(Outline records)
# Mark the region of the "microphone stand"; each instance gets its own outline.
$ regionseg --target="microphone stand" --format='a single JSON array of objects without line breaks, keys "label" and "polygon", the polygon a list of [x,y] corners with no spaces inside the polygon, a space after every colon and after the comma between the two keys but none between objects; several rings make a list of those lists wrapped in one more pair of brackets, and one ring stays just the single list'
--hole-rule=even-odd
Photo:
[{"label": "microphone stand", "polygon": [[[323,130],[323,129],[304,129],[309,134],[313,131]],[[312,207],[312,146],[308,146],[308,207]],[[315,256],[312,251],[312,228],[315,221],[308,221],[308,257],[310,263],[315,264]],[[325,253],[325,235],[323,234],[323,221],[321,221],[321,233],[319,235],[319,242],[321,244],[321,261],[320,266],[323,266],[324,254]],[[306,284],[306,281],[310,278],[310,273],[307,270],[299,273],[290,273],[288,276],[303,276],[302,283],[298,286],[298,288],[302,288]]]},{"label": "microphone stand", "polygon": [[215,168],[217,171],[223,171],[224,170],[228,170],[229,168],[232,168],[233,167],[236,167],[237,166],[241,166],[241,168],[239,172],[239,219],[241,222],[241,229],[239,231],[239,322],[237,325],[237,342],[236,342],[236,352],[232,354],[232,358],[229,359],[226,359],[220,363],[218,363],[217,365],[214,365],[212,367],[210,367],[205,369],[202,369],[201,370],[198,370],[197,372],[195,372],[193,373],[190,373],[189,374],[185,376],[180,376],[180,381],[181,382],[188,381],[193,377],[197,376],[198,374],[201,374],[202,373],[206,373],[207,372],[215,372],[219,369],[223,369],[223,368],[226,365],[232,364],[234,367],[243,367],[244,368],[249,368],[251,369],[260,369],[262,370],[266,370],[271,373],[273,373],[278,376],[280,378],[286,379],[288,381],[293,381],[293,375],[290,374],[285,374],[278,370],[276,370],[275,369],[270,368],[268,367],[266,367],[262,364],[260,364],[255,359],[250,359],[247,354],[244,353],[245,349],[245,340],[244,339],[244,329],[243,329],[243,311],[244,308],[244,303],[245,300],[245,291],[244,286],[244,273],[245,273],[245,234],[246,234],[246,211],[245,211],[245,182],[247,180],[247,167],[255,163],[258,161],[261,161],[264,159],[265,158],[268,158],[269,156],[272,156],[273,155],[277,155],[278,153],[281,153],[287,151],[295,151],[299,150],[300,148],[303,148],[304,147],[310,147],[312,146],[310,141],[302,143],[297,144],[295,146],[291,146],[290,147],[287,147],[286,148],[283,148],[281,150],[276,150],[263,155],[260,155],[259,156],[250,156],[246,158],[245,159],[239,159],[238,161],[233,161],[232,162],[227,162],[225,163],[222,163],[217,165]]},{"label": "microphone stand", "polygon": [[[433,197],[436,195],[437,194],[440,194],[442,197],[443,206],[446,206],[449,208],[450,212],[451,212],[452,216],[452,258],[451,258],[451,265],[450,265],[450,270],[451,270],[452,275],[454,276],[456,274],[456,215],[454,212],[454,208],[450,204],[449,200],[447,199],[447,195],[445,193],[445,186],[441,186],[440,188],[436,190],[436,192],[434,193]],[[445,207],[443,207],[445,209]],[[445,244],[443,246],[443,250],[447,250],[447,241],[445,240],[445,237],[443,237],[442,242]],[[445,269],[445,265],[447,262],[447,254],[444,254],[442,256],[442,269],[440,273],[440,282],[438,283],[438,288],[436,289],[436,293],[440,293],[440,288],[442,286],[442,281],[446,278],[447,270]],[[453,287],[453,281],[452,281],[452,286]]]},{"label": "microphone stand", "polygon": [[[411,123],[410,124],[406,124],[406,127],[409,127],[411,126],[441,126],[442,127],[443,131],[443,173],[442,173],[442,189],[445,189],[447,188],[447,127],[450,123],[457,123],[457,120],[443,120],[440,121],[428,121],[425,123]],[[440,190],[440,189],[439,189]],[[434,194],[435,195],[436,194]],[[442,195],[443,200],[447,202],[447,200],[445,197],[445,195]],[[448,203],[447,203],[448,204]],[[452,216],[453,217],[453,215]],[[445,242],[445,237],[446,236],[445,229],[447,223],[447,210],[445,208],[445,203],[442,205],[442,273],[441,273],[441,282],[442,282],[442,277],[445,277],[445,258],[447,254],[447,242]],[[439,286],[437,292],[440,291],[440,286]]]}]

EXERCISE TASK. Here, the records must be output exactly and in full.

EXERCISE RESPONSE.
# Mark the region of the "microphone stand"; each instance gets its own outline.
$ regionseg --target="microphone stand" --format='a single JSON array of objects without line breaks, keys "label" and "polygon", the polygon a list of [x,y] corners with no spaces inside the polygon, a space after every colon and after the comma between the two keys but none between objects; several rings make a list of those lists wrapped in one more pair of brackets, and one ring stays just the single list'
--hole-rule=even-odd
Photo:
[{"label": "microphone stand", "polygon": [[[323,130],[323,129],[304,129],[309,134],[313,131]],[[312,207],[312,146],[308,146],[308,207]],[[315,256],[312,251],[312,228],[315,221],[308,221],[308,257],[310,263],[315,264]],[[325,253],[325,235],[323,234],[323,221],[321,221],[321,233],[319,235],[319,242],[321,244],[321,261],[320,266],[323,266],[324,254]],[[306,284],[306,281],[310,278],[310,273],[307,270],[299,273],[290,273],[288,276],[303,276],[302,283],[298,286],[298,288],[302,288]]]},{"label": "microphone stand", "polygon": [[215,168],[217,171],[223,171],[224,170],[228,170],[229,168],[232,168],[233,167],[236,167],[237,166],[241,166],[241,168],[239,172],[239,219],[241,222],[241,229],[239,231],[239,322],[237,325],[237,342],[236,342],[236,352],[232,354],[232,358],[229,359],[226,359],[220,363],[218,363],[217,365],[214,365],[212,367],[210,367],[205,369],[202,369],[201,370],[198,370],[197,372],[195,372],[193,373],[190,373],[189,374],[185,376],[180,376],[180,381],[181,382],[188,381],[193,377],[197,376],[198,374],[201,374],[202,373],[206,373],[207,372],[215,372],[219,369],[223,369],[223,368],[226,365],[232,364],[234,367],[243,367],[244,368],[249,368],[251,369],[260,369],[262,370],[266,370],[271,373],[273,373],[278,376],[280,378],[286,379],[288,381],[293,381],[293,375],[290,374],[285,374],[278,370],[276,370],[275,369],[270,368],[268,367],[266,367],[262,364],[260,364],[255,359],[250,359],[247,354],[244,353],[245,349],[245,340],[244,339],[244,329],[243,329],[243,311],[244,308],[244,303],[245,300],[245,291],[244,286],[244,273],[245,273],[245,234],[246,234],[246,211],[245,211],[245,182],[247,180],[247,167],[255,163],[258,161],[261,161],[264,159],[265,158],[268,158],[269,156],[272,156],[273,155],[277,155],[278,153],[281,153],[287,151],[295,151],[299,150],[300,148],[303,148],[304,147],[310,147],[312,146],[310,141],[302,143],[297,144],[295,146],[291,146],[290,147],[287,147],[286,148],[283,148],[281,150],[276,150],[263,155],[260,155],[259,156],[250,156],[246,158],[245,159],[239,159],[238,161],[233,161],[232,162],[227,162],[225,163],[222,163],[217,165]]},{"label": "microphone stand", "polygon": [[[433,197],[436,195],[437,194],[440,194],[442,197],[443,206],[446,206],[449,208],[450,212],[451,212],[452,216],[452,258],[451,258],[451,265],[450,265],[450,270],[451,270],[452,275],[454,276],[456,274],[456,215],[454,212],[454,208],[450,204],[449,200],[447,199],[447,195],[445,193],[445,186],[441,186],[440,188],[436,190],[436,192],[434,193]],[[445,207],[443,207],[445,209]],[[445,244],[443,246],[443,250],[447,250],[447,241],[445,240],[445,237],[443,237],[442,242]],[[445,269],[445,265],[447,262],[447,254],[444,254],[442,256],[442,269],[440,273],[440,282],[438,283],[438,288],[436,289],[436,293],[440,293],[440,288],[442,286],[442,281],[446,278],[447,270]],[[453,287],[453,281],[452,281],[452,286]]]},{"label": "microphone stand", "polygon": [[[411,123],[410,124],[406,124],[406,127],[409,127],[411,126],[441,126],[442,127],[443,131],[443,173],[442,173],[442,189],[445,189],[447,188],[447,127],[450,123],[457,123],[457,120],[443,120],[440,121],[428,121],[425,123]],[[440,190],[440,189],[439,189]],[[434,194],[435,195],[436,194]],[[442,195],[443,200],[447,202],[447,200],[445,197],[445,195]],[[448,203],[447,203],[448,204]],[[452,216],[453,217],[453,215]],[[445,242],[445,237],[446,236],[445,229],[447,223],[447,210],[445,208],[445,203],[442,205],[442,273],[441,273],[441,282],[442,282],[442,277],[445,277],[445,258],[447,254],[447,242]],[[439,286],[437,292],[440,291],[440,286]]]}]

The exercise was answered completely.